▸ Исходный документ:
┄┄┄┄┄┄┄┄┄┄┄┄┄┄┄┄┄┄┄┄
Ботъ причина того, почему такъ особенно притягиваетъ и влечетъ къ себѣ Шекспиръ всѣхъ и каждаго. Одни -- такихъ, вѣроятно, меньшинство, -- почерпаютъ чистыя радости художественнаго созерцанія и познанія изъ сокровищницы универсальнаго и объективнаго реализма его творчества. Другіе -- такихъ, повидимому, большинство, -- ищутъ въ немъ подтвержденія своей собственной манеры чувствовать и мыслить, отвѣта на тревожащіе ихъ самихъ вопросы. Этихъ послѣднихъ разсудить очень трудно, если не невозможно. Въ самомъ дѣлѣ, если моралистъ, анархистъ, мистикъ, матеріалистъ, каждый находитъ, что именно произведенія Шекспира наилучшимъ образомъ отражаютъ это его міросозерцаніе, то какъ опровергнуть его и доказать, что авторъ этихъ произведеній не могъ раздѣлять такихъ воззрѣній? Намъ пришлось бы стать на зыбкую почву личной чувствительности и обманчивыхъ догадокъ. Намъ пришлось бы, къ тому же, разсуждать не о Шекспирѣ-поэтѣ, единственномъ, котораго знаетъ и любитъ человѣчество, а о Шекопирѣ-человѣкѣ, о которомъ дошло такъ мало свѣдѣній, что возсоздавать на ихъ основаніи живой обликъ его -- безплодная и, пожалуй, опасная затѣя. Да и есть ли необходимость спорить о міросозерцаніи Шекспира? Имѣлъ ли его Шекспиръ вообще, и въ чемъ оно состояло, мы не знаемъ и, повидимому, никогда не узнаемъ. Но если и имѣлъ, то мы можемъ констатировать, что въ своихъ произведеніяхъ онъ его не выразилъ, ибо не имѣлъ намѣреніи выразить. Если же исповѣдникъ каждой вѣры и приверженецъ каждаго міросозерцанія признаетъ Шекспира за своего и если созданія Шекспира дѣйствуютъ на мысль каждаго, безъ различія національности, темперамента и міровоззрѣнія, оплодотворяющимъ образомъ, не заключается-ли въ этомъ величайшая радость для всѣхъ и высшая слава для поэта?
III.
Все сказанное выше объясняетъ, почему Шекспиръ вызвалъ всеобщее признаніе. Но это мало. Онъ для насъ не просто величественный образъ прошлаго, но и сейчасъ живъ и въ значительной степени современенъ. Чѣмъ объяснять живость художественнаго воздѣйствія его произведеній на насъ, чѣмъ объяснить то, что за три вѣка они не состарѣлись и сейчасъ вызываютъ живое волненіе въ каждомъ читателѣ? Причина этого -- въ необычайной жизненности пріемовъ его творчества, взятыхъ въ ихъ совокупности. Мы не будемъ ихъ сейчасъ перечислять; остановимся лишь на одномъ изъ нихъ я притомъ, на нашъ взглядъ, на одномъ изъ самыхъ существенныхъ.
┄┄┄┄┄┄┄┄┄┄┄┄┄┄┄┄┄┄┄┄
▸ Фрагмент данных:
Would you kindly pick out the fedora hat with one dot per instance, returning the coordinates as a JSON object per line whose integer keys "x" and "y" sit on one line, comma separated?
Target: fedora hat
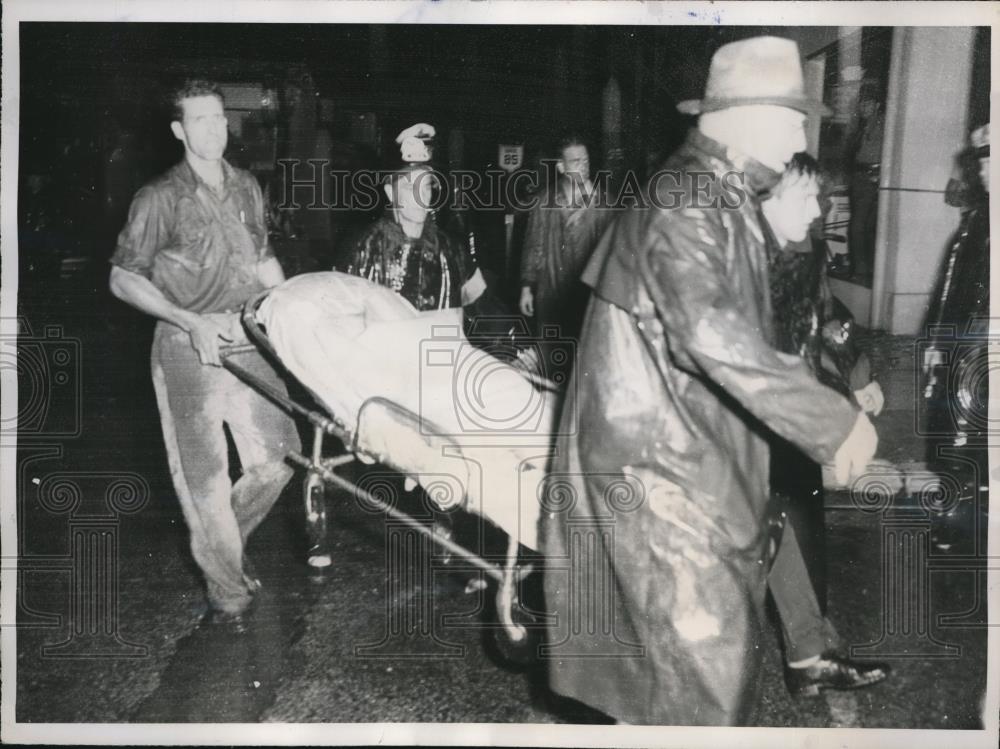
{"x": 760, "y": 70}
┄┄┄┄┄┄┄┄┄┄┄┄┄┄┄┄┄┄┄┄
▸ Поставленная задача 1:
Сколько времени, по словам текста о Шекспире, прошло, а его произведения так и не состарились?
▸ Поставленная задача 2:
Перепишите дословно фрагмент текста о Шекспире: начните с места, где стоят слова «Все сказанное выше», и остановитесь после слов «изъ самыхъ существенныхъ.».

▸ Ожидаемый результат 1:
Три века.

▸ Ожидаемый результат 2:
Все сказанное выше объясняетъ, почему Шекспиръ вызвалъ всеобщее признаніе. Но это мало. Онъ для насъ не просто величественный образъ прошлаго, но и сейчасъ живъ и въ значительной степени современенъ. Чѣмъ объяснять живость художественнаго воздѣйствія его произведеній на насъ, чѣмъ объяснить то, что за три вѣка они не состарѣлись и сейчасъ вызываютъ живое волненіе въ каждомъ читателѣ? Причина этого -- въ необычайной жизненности пріемовъ его творчества, взятыхъ въ ихъ совокупности. Мы не будемъ ихъ сейчасъ перечислять; остановимся лишь на одномъ изъ нихъ я притомъ, на нашъ взглядъ, на одномъ изъ самыхъ существенныхъ.